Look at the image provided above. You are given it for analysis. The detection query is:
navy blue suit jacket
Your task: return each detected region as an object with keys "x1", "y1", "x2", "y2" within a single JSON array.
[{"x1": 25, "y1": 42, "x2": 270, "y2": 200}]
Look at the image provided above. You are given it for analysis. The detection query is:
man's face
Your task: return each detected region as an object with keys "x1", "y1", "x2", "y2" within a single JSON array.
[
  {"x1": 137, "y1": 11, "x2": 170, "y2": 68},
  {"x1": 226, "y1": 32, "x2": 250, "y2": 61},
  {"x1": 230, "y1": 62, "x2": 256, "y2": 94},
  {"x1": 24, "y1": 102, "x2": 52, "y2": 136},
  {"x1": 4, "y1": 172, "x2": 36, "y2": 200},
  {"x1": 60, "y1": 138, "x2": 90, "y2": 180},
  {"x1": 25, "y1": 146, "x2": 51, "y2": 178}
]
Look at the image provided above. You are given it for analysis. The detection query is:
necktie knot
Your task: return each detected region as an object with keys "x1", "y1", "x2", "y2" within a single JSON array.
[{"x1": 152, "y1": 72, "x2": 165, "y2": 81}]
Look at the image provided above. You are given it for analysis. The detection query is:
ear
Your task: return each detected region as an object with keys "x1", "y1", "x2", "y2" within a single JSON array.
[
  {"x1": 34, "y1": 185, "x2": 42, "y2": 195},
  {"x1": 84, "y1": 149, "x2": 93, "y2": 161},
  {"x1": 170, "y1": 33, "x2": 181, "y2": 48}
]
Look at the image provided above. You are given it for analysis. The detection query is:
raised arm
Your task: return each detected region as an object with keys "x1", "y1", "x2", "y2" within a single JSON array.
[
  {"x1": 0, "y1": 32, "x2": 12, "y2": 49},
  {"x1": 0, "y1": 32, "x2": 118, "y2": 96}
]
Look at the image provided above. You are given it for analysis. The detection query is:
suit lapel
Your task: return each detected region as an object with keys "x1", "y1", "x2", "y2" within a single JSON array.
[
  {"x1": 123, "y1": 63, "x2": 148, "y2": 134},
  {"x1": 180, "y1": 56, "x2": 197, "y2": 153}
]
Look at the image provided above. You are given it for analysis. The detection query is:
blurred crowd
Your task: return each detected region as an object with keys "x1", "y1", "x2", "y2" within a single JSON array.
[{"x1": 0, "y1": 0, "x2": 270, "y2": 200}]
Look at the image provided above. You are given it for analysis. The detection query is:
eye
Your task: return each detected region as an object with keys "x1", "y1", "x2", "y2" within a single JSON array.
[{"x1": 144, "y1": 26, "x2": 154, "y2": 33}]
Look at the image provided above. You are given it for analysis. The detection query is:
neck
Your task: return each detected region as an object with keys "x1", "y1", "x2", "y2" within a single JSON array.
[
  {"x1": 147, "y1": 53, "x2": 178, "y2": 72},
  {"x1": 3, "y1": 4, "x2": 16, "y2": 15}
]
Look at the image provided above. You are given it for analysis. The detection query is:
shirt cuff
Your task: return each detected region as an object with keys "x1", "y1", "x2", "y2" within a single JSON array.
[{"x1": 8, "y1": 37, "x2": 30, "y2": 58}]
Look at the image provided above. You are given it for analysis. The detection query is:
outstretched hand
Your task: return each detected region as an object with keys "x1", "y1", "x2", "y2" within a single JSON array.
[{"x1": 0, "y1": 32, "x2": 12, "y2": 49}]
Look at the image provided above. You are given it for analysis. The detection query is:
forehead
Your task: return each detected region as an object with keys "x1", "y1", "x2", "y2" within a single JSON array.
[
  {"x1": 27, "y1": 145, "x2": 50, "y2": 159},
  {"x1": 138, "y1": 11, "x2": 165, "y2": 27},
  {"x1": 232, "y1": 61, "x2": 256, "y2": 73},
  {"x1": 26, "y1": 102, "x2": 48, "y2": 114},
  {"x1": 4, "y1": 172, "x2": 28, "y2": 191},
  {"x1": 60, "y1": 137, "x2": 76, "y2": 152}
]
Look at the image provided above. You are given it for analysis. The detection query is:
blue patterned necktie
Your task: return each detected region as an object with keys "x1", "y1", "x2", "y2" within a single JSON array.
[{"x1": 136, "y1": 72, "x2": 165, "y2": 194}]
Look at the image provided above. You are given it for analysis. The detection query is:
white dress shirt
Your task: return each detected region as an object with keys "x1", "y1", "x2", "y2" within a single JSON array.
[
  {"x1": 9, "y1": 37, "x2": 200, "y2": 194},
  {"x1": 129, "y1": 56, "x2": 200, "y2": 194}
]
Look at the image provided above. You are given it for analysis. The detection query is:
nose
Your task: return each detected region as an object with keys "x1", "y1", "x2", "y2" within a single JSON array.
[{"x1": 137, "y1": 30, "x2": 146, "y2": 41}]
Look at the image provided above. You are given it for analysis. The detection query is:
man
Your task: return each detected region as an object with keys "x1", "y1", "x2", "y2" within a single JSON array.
== == ==
Please set down the whole listing above without altering a single line.

Look at the image provided above. You are given it for analysis. The detection query is:
navy blue suit jacket
Your task: return each detected region as an object with keys "x1", "y1", "x2", "y2" within a single JSON array.
[{"x1": 25, "y1": 42, "x2": 270, "y2": 200}]
Look at the image provided above. You are given it for analysis. The detection query is:
man's face
Your task: return each detected region as an object with keys "x1", "y1", "x2", "y2" within a single JSON array.
[
  {"x1": 137, "y1": 11, "x2": 170, "y2": 68},
  {"x1": 226, "y1": 32, "x2": 250, "y2": 61},
  {"x1": 230, "y1": 62, "x2": 256, "y2": 94},
  {"x1": 24, "y1": 102, "x2": 52, "y2": 136},
  {"x1": 4, "y1": 172, "x2": 36, "y2": 200},
  {"x1": 60, "y1": 138, "x2": 90, "y2": 180},
  {"x1": 25, "y1": 146, "x2": 51, "y2": 178}
]
Look at the image provided above. You are given it for analysis. The detection query is:
necktie knot
Your task: return each detected region as an object with keys "x1", "y1", "x2", "y2" within a single JSON array.
[{"x1": 152, "y1": 72, "x2": 165, "y2": 81}]
Look at the image provided above. You are given it for analysis. The detection query is:
ear
Your task: return each detected region as an object with keys "x1", "y1", "x2", "y2" within a single JSON array.
[
  {"x1": 34, "y1": 185, "x2": 42, "y2": 195},
  {"x1": 84, "y1": 149, "x2": 93, "y2": 161},
  {"x1": 170, "y1": 33, "x2": 181, "y2": 48}
]
Look at the image provided above. You are given it for analysis. The detection query is:
raised arm
Your task: return each detected region as an object with keys "x1", "y1", "x2", "y2" within a single JSON array.
[
  {"x1": 0, "y1": 32, "x2": 12, "y2": 49},
  {"x1": 0, "y1": 32, "x2": 118, "y2": 96}
]
Look at the image provided above. You are given it for analysis. The detection query is:
suit lapel
Your task: return each detected region as an object with keys "x1", "y1", "x2", "y2" within a single JSON array.
[
  {"x1": 123, "y1": 63, "x2": 148, "y2": 134},
  {"x1": 180, "y1": 56, "x2": 197, "y2": 153}
]
Look at the image provided above. You are given it for analysis. The detection query is:
blurred crowd
Your task: return each detected region as an object with keys "x1", "y1", "x2", "y2" within a single JSON array.
[{"x1": 0, "y1": 0, "x2": 270, "y2": 200}]
Look at the image provided above. You are given it for analysis. The detection query is:
eye
Your task: return each detected region as an object with keys "x1", "y1", "x2", "y2" within a single JSON array.
[{"x1": 144, "y1": 26, "x2": 154, "y2": 33}]
Look at the image provided above. You are given it for analysis. The detection query is:
neck
Your task: return each detected region as an object with keys "x1", "y1", "x2", "y2" within a single JSON array.
[
  {"x1": 147, "y1": 53, "x2": 178, "y2": 72},
  {"x1": 3, "y1": 4, "x2": 16, "y2": 15}
]
Look at the image provided above. You are given it for analysis. The detection query is:
shirt cuff
Your task: return each detected region as an object with keys "x1", "y1", "x2", "y2" within a single JSON array.
[{"x1": 8, "y1": 37, "x2": 30, "y2": 58}]
Look at the image provided above. You are given it for analysis. The detection query is:
outstretched hand
Your task: return each detected region as an object with keys "x1", "y1", "x2", "y2" within a single JSON array.
[{"x1": 0, "y1": 32, "x2": 12, "y2": 49}]
Look at the image provided above. You are given it for analysis. The detection query is:
forehead
Your task: return each detected region as an object with keys "x1", "y1", "x2", "y2" within a single JSON array.
[
  {"x1": 27, "y1": 145, "x2": 50, "y2": 159},
  {"x1": 138, "y1": 11, "x2": 165, "y2": 27},
  {"x1": 232, "y1": 61, "x2": 256, "y2": 73},
  {"x1": 26, "y1": 102, "x2": 48, "y2": 114},
  {"x1": 4, "y1": 172, "x2": 28, "y2": 191},
  {"x1": 60, "y1": 137, "x2": 76, "y2": 152}
]
Look at the image provided above. You are given it for analysis. The detection query is:
blue patterned necktie
Your task: return each detected region as an object with keys "x1", "y1", "x2", "y2" within a single JSON array.
[{"x1": 136, "y1": 72, "x2": 165, "y2": 194}]
Look at the image provided above. You are given it for analysis. The detection query is:
white dress shirt
Your task: return each detected region as an object with keys "x1", "y1", "x2", "y2" within a single JSON array.
[
  {"x1": 9, "y1": 37, "x2": 200, "y2": 194},
  {"x1": 129, "y1": 56, "x2": 200, "y2": 194}
]
Look at the image provided above. You are given it for analysis. The detection query is:
nose
Your task: return each detected region as an object with keys "x1", "y1", "x2", "y2" within a single JSON array.
[{"x1": 137, "y1": 30, "x2": 146, "y2": 41}]
Look at the image provided above. You are given it for analysis. The detection query is:
man
Your task: return each detected region as an object with keys "x1", "y1", "x2", "y2" within a single JSON array.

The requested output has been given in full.